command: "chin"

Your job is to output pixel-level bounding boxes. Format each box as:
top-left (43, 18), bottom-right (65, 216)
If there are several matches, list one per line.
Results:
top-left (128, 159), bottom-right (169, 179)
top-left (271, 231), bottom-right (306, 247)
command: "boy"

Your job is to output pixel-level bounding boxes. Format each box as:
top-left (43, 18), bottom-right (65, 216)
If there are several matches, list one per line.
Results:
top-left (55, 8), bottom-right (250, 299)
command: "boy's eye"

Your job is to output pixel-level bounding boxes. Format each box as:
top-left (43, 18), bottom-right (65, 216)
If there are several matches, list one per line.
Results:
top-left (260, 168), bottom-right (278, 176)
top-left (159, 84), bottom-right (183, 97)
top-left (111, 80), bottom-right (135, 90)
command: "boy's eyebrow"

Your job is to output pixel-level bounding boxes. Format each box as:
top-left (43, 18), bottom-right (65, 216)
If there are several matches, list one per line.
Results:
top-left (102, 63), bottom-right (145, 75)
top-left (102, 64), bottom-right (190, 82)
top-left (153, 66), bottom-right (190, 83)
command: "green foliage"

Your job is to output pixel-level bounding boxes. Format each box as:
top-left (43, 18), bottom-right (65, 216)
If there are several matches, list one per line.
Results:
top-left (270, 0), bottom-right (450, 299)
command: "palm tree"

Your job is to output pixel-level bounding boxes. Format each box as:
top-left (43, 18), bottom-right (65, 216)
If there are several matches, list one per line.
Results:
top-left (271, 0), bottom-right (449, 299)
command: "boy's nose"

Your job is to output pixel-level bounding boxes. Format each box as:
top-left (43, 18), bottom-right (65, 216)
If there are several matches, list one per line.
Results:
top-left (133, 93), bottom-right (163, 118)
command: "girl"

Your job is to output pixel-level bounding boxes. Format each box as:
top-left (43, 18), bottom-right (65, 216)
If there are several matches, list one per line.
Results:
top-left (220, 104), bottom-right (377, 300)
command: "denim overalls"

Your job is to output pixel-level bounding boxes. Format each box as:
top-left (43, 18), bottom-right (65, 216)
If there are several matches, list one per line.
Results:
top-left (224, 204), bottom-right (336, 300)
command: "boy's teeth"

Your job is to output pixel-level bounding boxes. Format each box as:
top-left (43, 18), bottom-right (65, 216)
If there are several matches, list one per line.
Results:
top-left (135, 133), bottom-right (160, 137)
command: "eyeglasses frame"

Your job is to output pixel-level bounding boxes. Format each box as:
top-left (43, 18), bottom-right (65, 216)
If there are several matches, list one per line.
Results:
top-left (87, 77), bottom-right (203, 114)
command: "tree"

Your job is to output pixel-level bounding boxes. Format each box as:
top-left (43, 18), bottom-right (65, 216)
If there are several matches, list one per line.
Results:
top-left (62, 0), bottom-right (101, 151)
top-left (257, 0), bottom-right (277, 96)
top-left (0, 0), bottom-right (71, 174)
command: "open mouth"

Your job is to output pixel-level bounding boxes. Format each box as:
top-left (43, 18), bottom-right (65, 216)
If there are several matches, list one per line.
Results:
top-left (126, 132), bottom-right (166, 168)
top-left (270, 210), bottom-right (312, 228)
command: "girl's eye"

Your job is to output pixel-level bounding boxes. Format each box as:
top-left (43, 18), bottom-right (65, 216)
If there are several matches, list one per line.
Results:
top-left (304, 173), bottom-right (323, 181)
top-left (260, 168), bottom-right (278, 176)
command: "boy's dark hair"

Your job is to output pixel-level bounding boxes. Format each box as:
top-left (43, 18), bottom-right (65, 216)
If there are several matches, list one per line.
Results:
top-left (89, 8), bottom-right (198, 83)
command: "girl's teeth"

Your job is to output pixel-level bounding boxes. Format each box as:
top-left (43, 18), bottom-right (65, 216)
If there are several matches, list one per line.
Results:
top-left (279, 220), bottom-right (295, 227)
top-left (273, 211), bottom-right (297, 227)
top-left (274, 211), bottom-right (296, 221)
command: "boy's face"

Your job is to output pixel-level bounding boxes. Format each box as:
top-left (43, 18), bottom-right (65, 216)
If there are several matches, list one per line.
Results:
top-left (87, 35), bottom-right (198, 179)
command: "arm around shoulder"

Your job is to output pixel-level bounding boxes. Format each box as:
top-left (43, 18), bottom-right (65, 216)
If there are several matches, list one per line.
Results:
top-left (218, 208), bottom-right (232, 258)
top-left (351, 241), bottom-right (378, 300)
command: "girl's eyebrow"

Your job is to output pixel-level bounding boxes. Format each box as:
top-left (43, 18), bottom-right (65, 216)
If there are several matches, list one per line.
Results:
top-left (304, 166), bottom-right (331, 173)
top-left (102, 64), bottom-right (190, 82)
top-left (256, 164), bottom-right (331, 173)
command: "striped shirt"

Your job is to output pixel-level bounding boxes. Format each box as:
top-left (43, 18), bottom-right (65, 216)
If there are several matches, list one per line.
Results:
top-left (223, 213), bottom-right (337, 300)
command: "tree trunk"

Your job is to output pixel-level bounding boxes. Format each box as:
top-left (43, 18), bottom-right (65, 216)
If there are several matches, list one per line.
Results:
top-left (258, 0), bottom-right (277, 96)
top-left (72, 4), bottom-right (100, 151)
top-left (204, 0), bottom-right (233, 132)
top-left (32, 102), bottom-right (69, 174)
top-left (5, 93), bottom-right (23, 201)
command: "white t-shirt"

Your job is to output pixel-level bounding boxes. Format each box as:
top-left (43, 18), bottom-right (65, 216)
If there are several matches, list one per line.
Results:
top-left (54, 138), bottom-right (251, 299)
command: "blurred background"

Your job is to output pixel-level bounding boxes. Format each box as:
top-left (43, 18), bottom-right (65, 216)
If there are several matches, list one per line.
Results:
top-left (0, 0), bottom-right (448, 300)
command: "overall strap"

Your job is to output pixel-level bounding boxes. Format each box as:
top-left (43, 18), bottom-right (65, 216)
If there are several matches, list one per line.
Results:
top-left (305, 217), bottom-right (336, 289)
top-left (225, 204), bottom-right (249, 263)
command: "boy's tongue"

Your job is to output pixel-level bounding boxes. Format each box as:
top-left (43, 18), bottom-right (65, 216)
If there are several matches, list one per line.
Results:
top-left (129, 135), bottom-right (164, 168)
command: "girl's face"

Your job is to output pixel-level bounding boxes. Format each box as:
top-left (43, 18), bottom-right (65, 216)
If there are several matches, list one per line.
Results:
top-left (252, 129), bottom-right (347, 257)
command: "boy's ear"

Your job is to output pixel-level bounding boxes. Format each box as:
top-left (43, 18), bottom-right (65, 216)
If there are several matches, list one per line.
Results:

# What you will do:
Repeat each entry above, matching every line exactly.

# Result of this exercise:
command: "chin"

Your job is to output pixel-level bounding boxes. Format each box as:
top-left (43, 18), bottom-right (65, 216)
If there are several matches, list one per line.
Results:
top-left (128, 159), bottom-right (169, 179)
top-left (271, 231), bottom-right (306, 247)
command: "boy"

Your job is to output pixel-level bounding boxes. Format each box as:
top-left (43, 18), bottom-right (65, 216)
If there are several matches, list one per line.
Results:
top-left (55, 8), bottom-right (250, 299)
command: "boy's eye"

Your job is to output pixel-level bounding boxes. Format each box as:
top-left (43, 18), bottom-right (65, 216)
If there are several matches, list one per line.
Results:
top-left (260, 168), bottom-right (278, 176)
top-left (159, 84), bottom-right (183, 97)
top-left (111, 80), bottom-right (135, 90)
command: "boy's eyebrow"

Your job is to output pixel-level bounding boxes. Format each box as:
top-left (43, 18), bottom-right (65, 216)
If there are several matches, list one per line.
Results:
top-left (102, 63), bottom-right (145, 75)
top-left (102, 64), bottom-right (190, 82)
top-left (153, 66), bottom-right (190, 83)
command: "green foliage"

Your job is to output pixel-level bounding boxes. Format each box as:
top-left (43, 18), bottom-right (65, 216)
If there are several matches, list one per line.
Results:
top-left (270, 0), bottom-right (450, 299)
command: "palm tree"

Your job is to output pixel-level bounding boxes. Format each box as:
top-left (43, 18), bottom-right (65, 216)
If there are several matches, list one per line.
Results:
top-left (271, 0), bottom-right (449, 299)
command: "boy's nose"

Your job is to output pixel-level bounding boxes. Format each box as:
top-left (43, 18), bottom-right (65, 216)
If there are several matches, list one per line.
Results:
top-left (133, 93), bottom-right (163, 118)
command: "girl"

Your job is to output pixel-level bounding boxes. Format each box as:
top-left (43, 18), bottom-right (65, 216)
If there are several matches, list one per line.
Results:
top-left (220, 104), bottom-right (377, 300)
command: "denim overalls"

Your job is to output pixel-level bounding boxes. Format each box as:
top-left (43, 18), bottom-right (65, 216)
If there are several matches, list one per line.
Results:
top-left (224, 204), bottom-right (336, 300)
command: "boy's teeth"

Your job is to output pixel-level bounding boxes. Format each box as:
top-left (43, 18), bottom-right (65, 216)
If there are several matches, list one per line.
Results:
top-left (135, 133), bottom-right (160, 137)
command: "eyeglasses frame"

Your job is to output pixel-level bounding boxes. Format each box as:
top-left (43, 18), bottom-right (65, 216)
If there are several matches, list one per line.
Results:
top-left (87, 77), bottom-right (203, 114)
command: "tree"

Your job is to output pixel-level bounding boxes. Format each box as:
top-left (43, 18), bottom-right (65, 216)
If there are several matches, list one per line.
Results:
top-left (62, 0), bottom-right (101, 151)
top-left (257, 0), bottom-right (277, 96)
top-left (0, 0), bottom-right (71, 174)
command: "open mouth"

Your job is to output pixel-level bounding boxes. Format each box as:
top-left (43, 18), bottom-right (65, 216)
If there are several matches, list one per line.
Results:
top-left (126, 132), bottom-right (166, 168)
top-left (270, 210), bottom-right (312, 228)
command: "girl's eye"

Your job is to output pixel-level bounding boxes. Format each box as:
top-left (43, 18), bottom-right (65, 216)
If there are several matches, list one per line.
Results:
top-left (304, 173), bottom-right (323, 181)
top-left (260, 168), bottom-right (278, 176)
command: "boy's dark hair"

Your job is to output pixel-level bounding boxes. Format each box as:
top-left (43, 18), bottom-right (65, 216)
If there are several matches, list one per line.
Results:
top-left (89, 8), bottom-right (198, 83)
command: "girl's teeth"

Your job is to output pixel-level bounding boxes. Format each box as:
top-left (43, 18), bottom-right (65, 216)
If there are several matches, list one per line.
Results:
top-left (279, 220), bottom-right (295, 227)
top-left (273, 211), bottom-right (297, 227)
top-left (274, 211), bottom-right (296, 221)
command: "boy's face"

Your job is to output pixel-level bounding boxes. Format each box as:
top-left (43, 18), bottom-right (65, 216)
If there are several matches, list one per line.
Results:
top-left (87, 35), bottom-right (198, 179)
command: "arm around shoulder"

Your job is to output pixel-level bounding boxes. Format each box as:
top-left (43, 18), bottom-right (65, 216)
If there are several matches, list one per line.
Results:
top-left (218, 208), bottom-right (232, 258)
top-left (351, 241), bottom-right (378, 300)
command: "girl's eyebrow"

Your job is to output pixel-level bounding boxes. Format each box as:
top-left (43, 18), bottom-right (65, 216)
If there are several matches, list one per line.
Results:
top-left (304, 166), bottom-right (331, 173)
top-left (102, 64), bottom-right (190, 82)
top-left (256, 164), bottom-right (331, 173)
command: "striped shirt"

Your job is to output pixel-level bounding boxes. Format each box as:
top-left (43, 18), bottom-right (65, 216)
If there are several matches, list one per line.
Results:
top-left (223, 213), bottom-right (337, 300)
command: "tree trunk"

Your job is to output pixel-level bounding boxes. Format each box as:
top-left (43, 18), bottom-right (65, 216)
If there are several matches, list one per line.
Results:
top-left (258, 0), bottom-right (277, 96)
top-left (72, 4), bottom-right (100, 151)
top-left (204, 0), bottom-right (233, 132)
top-left (32, 102), bottom-right (69, 174)
top-left (5, 93), bottom-right (23, 201)
command: "white t-shirt"

Your job is to output pixel-level bounding boxes. Format each box as:
top-left (43, 18), bottom-right (65, 216)
If there are several matches, list one per line.
Results:
top-left (54, 138), bottom-right (251, 299)
command: "blurred background"

Your job is to output pixel-level bounding boxes. Format each box as:
top-left (43, 18), bottom-right (65, 216)
If there are several matches, list one per line.
Results:
top-left (0, 0), bottom-right (448, 300)
command: "overall strap"

Your job is to output pixel-level bounding boxes. Format each box as:
top-left (43, 18), bottom-right (65, 216)
If there are several matches, list one per line.
Results:
top-left (305, 217), bottom-right (336, 289)
top-left (225, 204), bottom-right (249, 263)
command: "boy's tongue"

Your job is to output pixel-level bounding boxes. Format each box as:
top-left (43, 18), bottom-right (65, 216)
If there are several matches, list one per line.
Results:
top-left (129, 135), bottom-right (164, 168)
command: "girl's face"

Your job is to output pixel-level bounding boxes. Format each box as:
top-left (43, 18), bottom-right (65, 216)
If there are several matches, list one per line.
Results:
top-left (252, 129), bottom-right (347, 257)
command: "boy's ear"

Your job is to output pixel-level bounding boxes. Format each box as:
top-left (43, 18), bottom-right (65, 216)
If there are several matches, list one per line.
Results:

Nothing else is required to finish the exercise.